EXCERPT TO READ:
====

# Juices and memories



## aktorsyl (24/7/17)

It's funny how certain juices can bring back a flood of memories - sometimes by the strangest means of association. I have personally experienced two cases quite recently:

The first was when I made up a Peach Yogurt. The first attempt was a bit of a mess, as it was way more peach than yogurt (but it still tasted really good). But I used FA White Peach to buff up the peach. The moment I took the very first puff, I was instantly transported to the first time I vaped that particular flavour: it was just over a year ago, when I didn't know much about vaping and I still had a Twisp pen with a VapeAfrica juice. Specifically, the peach&apricot juice. I vaped it while bass fishing the one day, and that memory somehow ingrained itself properly. Whenever I taste FA White Peach in anything now, I find myself reliving memories of bass fishing on the lake. It's amazing, actually.

The second one is a bit more abstract. I mixed up @KZOR 's Jango juice, which makes use of TFA Sweet & Tart. Before I even mixed the juice though, I smelled the Sweet & Tart concentrate and again - with an instant woosh I was 5 years old again, in our "plaaswinkel" that we had up north in the German part of the Free State. I could smell the lingering fragrance of sweets and candies in the shelves, and I'll be damned if I could even hear the dogs outside.

The mind is a funny thing, and especially so when flavours and fragrances are involved. When one considers that they are the most likely substances to trigger or make you relive memories, this makes vaping an interesting journey through and through.

What are your experiences?

(I've been serious for a full 5 minutes while typing this post without making any metaphors or pretending to be a college girl on a... oh no wait, there we go)

====

PROVIDED MATERIAL:

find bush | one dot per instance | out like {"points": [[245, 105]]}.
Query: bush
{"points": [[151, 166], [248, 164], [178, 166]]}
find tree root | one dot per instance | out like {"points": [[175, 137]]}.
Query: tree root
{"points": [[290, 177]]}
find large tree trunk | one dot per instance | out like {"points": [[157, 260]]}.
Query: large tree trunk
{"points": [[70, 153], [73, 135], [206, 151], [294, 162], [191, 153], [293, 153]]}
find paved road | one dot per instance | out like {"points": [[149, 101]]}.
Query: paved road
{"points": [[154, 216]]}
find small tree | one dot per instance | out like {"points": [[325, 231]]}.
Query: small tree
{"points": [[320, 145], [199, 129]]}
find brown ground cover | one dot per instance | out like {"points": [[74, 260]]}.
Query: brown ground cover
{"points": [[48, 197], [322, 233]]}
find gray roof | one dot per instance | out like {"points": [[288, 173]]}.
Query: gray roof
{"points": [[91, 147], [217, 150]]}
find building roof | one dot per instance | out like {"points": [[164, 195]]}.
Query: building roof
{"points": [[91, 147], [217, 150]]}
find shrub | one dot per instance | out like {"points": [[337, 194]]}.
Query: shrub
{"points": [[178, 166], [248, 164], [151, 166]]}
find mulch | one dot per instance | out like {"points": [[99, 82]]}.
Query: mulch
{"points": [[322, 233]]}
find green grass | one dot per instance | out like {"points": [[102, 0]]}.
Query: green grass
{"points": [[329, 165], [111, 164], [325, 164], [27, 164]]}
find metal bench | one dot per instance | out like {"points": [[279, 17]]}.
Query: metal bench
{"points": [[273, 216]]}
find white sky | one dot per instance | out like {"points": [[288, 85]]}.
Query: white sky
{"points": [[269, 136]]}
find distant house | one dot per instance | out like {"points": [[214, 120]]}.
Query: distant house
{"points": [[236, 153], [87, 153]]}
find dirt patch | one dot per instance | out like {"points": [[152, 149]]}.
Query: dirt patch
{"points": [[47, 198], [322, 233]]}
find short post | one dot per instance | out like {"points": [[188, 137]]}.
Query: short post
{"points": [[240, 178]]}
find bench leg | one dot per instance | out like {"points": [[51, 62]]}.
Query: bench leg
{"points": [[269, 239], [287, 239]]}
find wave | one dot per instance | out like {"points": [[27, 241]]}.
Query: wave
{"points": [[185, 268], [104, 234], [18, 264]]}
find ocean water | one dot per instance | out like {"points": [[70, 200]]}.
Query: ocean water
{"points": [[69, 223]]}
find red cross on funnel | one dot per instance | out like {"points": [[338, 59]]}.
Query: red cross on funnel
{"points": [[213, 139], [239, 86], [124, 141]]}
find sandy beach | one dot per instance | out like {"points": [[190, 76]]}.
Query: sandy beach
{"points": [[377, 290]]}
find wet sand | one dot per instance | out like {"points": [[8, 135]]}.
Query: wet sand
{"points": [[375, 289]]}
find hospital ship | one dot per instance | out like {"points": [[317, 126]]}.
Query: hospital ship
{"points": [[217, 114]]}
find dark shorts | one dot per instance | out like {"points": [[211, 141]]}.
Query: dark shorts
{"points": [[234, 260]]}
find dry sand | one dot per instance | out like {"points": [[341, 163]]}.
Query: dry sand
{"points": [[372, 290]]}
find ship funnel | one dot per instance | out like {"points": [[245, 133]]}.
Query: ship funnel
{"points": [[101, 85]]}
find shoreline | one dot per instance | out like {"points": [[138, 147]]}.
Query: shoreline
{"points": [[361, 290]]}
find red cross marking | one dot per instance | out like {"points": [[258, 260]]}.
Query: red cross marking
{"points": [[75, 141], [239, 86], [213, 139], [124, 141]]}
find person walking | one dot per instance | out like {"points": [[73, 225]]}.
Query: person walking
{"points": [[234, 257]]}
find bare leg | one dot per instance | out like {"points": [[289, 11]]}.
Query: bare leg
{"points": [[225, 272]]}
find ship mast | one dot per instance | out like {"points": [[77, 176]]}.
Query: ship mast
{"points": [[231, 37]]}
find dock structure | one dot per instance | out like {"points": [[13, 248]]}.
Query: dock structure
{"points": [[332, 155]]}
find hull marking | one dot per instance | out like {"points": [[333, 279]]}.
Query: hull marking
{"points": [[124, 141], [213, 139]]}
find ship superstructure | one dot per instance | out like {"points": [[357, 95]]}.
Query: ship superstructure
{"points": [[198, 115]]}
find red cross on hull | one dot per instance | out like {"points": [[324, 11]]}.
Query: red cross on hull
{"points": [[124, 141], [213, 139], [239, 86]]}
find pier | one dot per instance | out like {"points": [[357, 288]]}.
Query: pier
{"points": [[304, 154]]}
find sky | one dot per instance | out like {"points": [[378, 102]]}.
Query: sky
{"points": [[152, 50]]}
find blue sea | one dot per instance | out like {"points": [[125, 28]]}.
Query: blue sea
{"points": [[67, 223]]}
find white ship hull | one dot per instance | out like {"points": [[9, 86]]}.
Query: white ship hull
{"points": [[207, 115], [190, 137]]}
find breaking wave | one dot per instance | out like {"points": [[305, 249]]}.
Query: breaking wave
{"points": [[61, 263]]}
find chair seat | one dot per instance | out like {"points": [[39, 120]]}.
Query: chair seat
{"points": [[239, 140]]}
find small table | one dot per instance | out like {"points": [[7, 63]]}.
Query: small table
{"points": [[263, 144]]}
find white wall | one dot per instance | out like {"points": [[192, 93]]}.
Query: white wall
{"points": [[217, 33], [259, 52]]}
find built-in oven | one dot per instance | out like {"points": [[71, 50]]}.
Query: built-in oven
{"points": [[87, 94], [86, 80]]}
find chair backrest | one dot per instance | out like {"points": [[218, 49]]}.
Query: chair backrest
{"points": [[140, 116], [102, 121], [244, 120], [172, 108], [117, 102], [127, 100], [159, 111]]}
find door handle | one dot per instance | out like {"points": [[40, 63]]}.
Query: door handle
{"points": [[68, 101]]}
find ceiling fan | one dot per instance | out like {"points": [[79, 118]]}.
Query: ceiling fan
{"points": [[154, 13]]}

====

EXERCISE TASK 1: In the post about juices and memories, which concentrate did the writer smell before mixing the Jango juice?
EXERCISE TASK 2:
For each statement, say whether it agrees with the post about juices and memories:
(a) The first attempt at the Peach Yogurt had much more peach than yogurt.
(b) FA White Peach was added to tone down the peach.
(c) The "plaaswinkel" was in the German part of the Free State.
EXERCISE TASK 3: Copy word for word the part of the post about juices and memories starting with "The second one" and going on through "there we go)".

TASK ANSWER 1: TFA Sweet & Tart.

TASK ANSWER 2:
(a) Yes: "it was way more peach than yogurt"
(b) No: "I used FA White Peach to buff up the peach"
(c) Yes: "up north in the German part of the Free State"

TASK ANSWER 3:
The second one is a bit more abstract. I mixed up @KZOR 's Jango juice, which makes use of TFA Sweet & Tart. Before I even mixed the juice though, I smelled the Sweet & Tart concentrate and again - with an instant woosh I was 5 years old again, in our "plaaswinkel" that we had up north in the German part of the Free State. I could smell the lingering fragrance of sweets and candies in the shelves, and I'll be damned if I could even hear the dogs outside.

The mind is a funny thing, and especially so when flavours and fragrances are involved. When one considers that they are the most likely substances to trigger or make you relive memories, this makes vaping an interesting journey through and through.

What are your experiences?

(I've been serious for a full 5 minutes while typing this post without making any metaphors or pretending to be a college girl on a... oh no wait, there we go)